*** Opening of SELECTED TEXT ***

Neglected Tropical Diseases (NTDs) are a group of diseases that are endemic in 149 countries and are estimated to affect more than 1 billion people, many of them are children. They predominantly affect impoverished people who live in rural and hard-to-reach areas where access to safe water, sanitation, and essential medicines is lacking. NTDs can cause ongoing severe pain and long-term disability with subsequently stigmatization and social exclusion. It inhibits children to learn and develop to their full potential, and adults to work and support their families economically.
The WHO has prioritised 21 diseases, which are caused by diverse organisms:
- Buruli ulcer
- Chagas disease
- Dengue and Chikungunya
- Dracunculiasis (guinea-worm disease)
- Echinococcosis
- Foodborne trematodiases
- Human African trypanosomiasis (sleeping sickness)
- Leishmaniasis
- Leprosy (Hansen's disease)
- Lymphatic filariasis
- Mycetoma, chromoblastomycosis and other deep mycoses
- Onchocerciasis (river blindness)
- Rabies
- Scabies and other ectoparasites
- Schistosomiasis
- Soil-transmitted helminthiases
- Snakebite envenoming
- Taeniasis/Cysticercosis
- Trachoma
- Yaws (Endemic treponematoses)
- Noma
Although relatively unknown to the international community, NTDs are a significant contributor to healthy life years lost as a result of either disability or premature death. As published in the Global Burden of Disease study in 2010, the NTD burden (measured in disability-adjusted life years) is greater than that of malaria or tuberculosis, and ranks among the top four most devastating groups of communicable diseases, along with lower respiratory infections, HIV/AIDS, and diarrheal diseases. Among the NTDs, soil-transmitted helminths, leishmaniasis, schistosomiasis, lymphatic filariasis and food-born trematodiasis are the top 5 with highest number of DALY's. While, the top 5 of death rank consists of leishmaniasis, rabies, dengue, schistosomiasis and Chagas disease.

*** Close of SELECTED TEXT ***
*** Opening of LISTED RECORDS ***

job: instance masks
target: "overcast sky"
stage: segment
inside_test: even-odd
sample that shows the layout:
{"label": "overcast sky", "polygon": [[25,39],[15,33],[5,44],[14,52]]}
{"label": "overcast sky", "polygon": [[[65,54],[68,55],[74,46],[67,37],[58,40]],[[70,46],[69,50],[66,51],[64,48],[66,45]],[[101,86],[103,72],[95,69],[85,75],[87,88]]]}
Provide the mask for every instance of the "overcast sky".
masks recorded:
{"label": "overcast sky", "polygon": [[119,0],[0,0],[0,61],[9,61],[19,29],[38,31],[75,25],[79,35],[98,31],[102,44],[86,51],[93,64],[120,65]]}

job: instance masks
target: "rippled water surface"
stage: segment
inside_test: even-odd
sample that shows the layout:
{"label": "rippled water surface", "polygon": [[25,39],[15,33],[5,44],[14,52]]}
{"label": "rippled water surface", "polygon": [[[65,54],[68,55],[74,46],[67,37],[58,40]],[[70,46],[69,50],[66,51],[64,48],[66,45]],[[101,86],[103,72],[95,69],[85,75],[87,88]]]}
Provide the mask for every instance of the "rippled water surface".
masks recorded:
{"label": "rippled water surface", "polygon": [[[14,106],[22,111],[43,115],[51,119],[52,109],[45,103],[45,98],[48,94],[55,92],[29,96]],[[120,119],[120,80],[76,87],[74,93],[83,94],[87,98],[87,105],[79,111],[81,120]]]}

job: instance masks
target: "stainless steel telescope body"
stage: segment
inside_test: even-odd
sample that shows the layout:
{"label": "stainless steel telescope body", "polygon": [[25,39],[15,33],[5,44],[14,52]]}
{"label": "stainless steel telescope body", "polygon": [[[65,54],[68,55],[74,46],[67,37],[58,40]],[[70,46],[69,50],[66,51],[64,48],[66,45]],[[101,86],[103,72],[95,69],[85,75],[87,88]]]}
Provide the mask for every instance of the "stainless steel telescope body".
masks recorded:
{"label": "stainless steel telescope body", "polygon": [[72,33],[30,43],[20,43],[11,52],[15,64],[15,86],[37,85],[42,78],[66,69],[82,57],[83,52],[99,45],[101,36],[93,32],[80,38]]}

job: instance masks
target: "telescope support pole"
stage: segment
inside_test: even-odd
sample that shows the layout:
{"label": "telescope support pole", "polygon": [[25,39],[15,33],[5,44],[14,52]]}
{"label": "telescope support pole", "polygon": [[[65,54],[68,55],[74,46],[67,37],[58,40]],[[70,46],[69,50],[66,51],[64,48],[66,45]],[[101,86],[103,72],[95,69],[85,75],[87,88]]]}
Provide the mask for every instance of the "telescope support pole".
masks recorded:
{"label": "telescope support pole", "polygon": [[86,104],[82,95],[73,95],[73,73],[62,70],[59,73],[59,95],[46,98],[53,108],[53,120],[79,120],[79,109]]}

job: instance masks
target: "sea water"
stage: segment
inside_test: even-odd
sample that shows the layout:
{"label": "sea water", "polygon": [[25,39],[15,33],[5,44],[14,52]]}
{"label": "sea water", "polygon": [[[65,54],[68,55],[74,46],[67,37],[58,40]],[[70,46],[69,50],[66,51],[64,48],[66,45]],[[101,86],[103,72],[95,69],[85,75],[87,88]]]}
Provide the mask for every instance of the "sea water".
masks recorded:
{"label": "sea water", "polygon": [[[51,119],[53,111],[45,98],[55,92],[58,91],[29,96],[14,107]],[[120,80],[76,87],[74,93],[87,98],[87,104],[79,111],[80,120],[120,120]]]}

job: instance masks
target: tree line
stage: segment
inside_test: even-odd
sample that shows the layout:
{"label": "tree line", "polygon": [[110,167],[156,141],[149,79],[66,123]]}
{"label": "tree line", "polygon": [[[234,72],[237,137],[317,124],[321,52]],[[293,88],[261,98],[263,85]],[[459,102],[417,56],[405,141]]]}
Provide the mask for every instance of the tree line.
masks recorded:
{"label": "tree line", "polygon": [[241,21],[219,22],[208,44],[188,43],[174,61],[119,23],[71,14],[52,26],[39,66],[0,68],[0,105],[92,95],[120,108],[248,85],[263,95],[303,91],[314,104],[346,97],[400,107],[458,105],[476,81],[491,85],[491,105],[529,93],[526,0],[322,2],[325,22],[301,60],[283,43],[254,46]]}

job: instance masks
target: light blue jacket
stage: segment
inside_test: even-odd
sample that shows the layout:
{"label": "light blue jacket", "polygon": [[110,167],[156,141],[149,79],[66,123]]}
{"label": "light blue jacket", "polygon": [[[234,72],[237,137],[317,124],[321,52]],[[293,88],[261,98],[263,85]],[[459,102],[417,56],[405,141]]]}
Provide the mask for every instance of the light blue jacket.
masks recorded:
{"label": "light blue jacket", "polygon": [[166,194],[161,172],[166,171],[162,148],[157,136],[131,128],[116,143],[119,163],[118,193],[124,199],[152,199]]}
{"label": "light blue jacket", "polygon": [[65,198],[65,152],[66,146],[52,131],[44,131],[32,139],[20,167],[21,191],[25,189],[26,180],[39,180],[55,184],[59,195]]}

*** Close of LISTED RECORDS ***

PROBLEM STATEMENT:
Carry on the text on neglected tropical diseases from the point where it ends.

SOLVED PROBLEM:
In 2017 WHO listed snakebite envenoming as NTD. Snakebite envenoming is a neglected tropical disease that kills >100,000 people and maims >400,000 people every year. Impoverished populations living in the rural tropics are particularly vulnerable; snakebite envenoming perpetuates the cycle of poverty.
InfoNTD focuses on integral approaches of 14 NTDs and related public health problems. The focus is not on medical symptoms, but rather aspects common to all or many NTDs, like treatment aspects, assessment, and social, economic and human rights issues. The cross-cutting aspects include subjects like disability, community-based and other forms of rehabilitation, advocacy and empowerment, as well as ways of prevention like WASH-related interventions.